** Quoted text **
On November 23, 2018, Solomita sent Oppenheim a Letter of Commitment (“LOC”), which stated, “With regards to our prior discussions regarding the Property, this letter will confirm our understating that . . . Your firm will provide all, of the services, equipment and resources associated with dismantling the Property as described in your contract for a fixed fee of . . . $450,000.00.” The LOC further stated that RIS would receive a “Success Fee” of $250,000.00 for “assisting in and obtaining a Letter of Intent from a third party for the purchase or rental of the Property post clean up.” The amounts in the LOC were contingent upon Pure Hedge acquiring the Property. Oppenheim and Solomita each signed the LOC on behalf of their respective companies.
At his deposition, Oppenheim testified that he expected the details surrounding the demolition to come in a later contract or proposal. Indeed, the LOC explicitly references another “contract.” At her deposition, Solomita testified that the LOC was meant to confirm her and Oppenheim's understanding of their prior conversations.

** Supplied information **
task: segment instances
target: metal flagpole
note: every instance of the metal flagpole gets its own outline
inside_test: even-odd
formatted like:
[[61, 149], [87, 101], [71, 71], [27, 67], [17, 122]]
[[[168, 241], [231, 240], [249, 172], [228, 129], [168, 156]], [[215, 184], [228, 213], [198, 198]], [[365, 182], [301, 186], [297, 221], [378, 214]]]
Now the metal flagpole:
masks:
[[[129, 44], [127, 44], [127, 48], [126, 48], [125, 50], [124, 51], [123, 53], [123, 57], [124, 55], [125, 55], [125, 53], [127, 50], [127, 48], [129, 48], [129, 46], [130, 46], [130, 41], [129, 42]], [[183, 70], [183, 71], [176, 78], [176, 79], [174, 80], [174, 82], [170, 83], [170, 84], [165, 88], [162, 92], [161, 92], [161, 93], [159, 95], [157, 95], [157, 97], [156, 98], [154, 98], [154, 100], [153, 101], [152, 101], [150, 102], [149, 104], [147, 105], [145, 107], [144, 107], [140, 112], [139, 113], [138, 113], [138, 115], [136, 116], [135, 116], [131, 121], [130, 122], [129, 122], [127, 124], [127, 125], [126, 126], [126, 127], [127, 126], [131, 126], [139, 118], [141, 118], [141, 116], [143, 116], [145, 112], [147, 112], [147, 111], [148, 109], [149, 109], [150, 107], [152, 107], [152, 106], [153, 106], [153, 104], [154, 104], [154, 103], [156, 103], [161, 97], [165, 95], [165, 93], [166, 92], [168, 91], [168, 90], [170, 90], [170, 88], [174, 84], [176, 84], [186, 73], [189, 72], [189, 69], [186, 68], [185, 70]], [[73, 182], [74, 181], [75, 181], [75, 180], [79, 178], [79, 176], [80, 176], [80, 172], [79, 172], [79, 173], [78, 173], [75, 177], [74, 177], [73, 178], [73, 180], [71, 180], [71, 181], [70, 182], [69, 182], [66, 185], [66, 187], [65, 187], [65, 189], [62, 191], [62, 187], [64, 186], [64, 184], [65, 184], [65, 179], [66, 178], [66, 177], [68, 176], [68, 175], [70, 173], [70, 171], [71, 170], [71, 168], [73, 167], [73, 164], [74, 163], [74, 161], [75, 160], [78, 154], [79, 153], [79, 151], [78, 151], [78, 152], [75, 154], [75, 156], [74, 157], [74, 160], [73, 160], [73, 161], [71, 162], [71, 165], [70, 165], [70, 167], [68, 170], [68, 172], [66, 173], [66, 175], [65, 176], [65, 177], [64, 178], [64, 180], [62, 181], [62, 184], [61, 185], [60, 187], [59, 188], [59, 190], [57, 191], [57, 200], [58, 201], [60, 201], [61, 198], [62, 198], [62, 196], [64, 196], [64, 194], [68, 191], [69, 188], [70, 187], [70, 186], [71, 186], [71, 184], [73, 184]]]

** Job 1 **
In the Letter of Commitment excerpt, copy word for word the passage beginning at "At his deposition, Oppenheim" and stopping after "their prior conversations.".
** Job 2 **
According to the Letter of Commitment excerpt, what amount was RIS to receive as a "Success Fee"?

** Exercise result 1 **
At his deposition, Oppenheim testified that he expected the details surrounding the demolition to come in a later contract or proposal. Indeed, the LOC explicitly references another “contract.” At her deposition, Solomita testified that the LOC was meant to confirm her and Oppenheim's understanding of their prior conversations.

** Exercise result 2 **
$250,000.00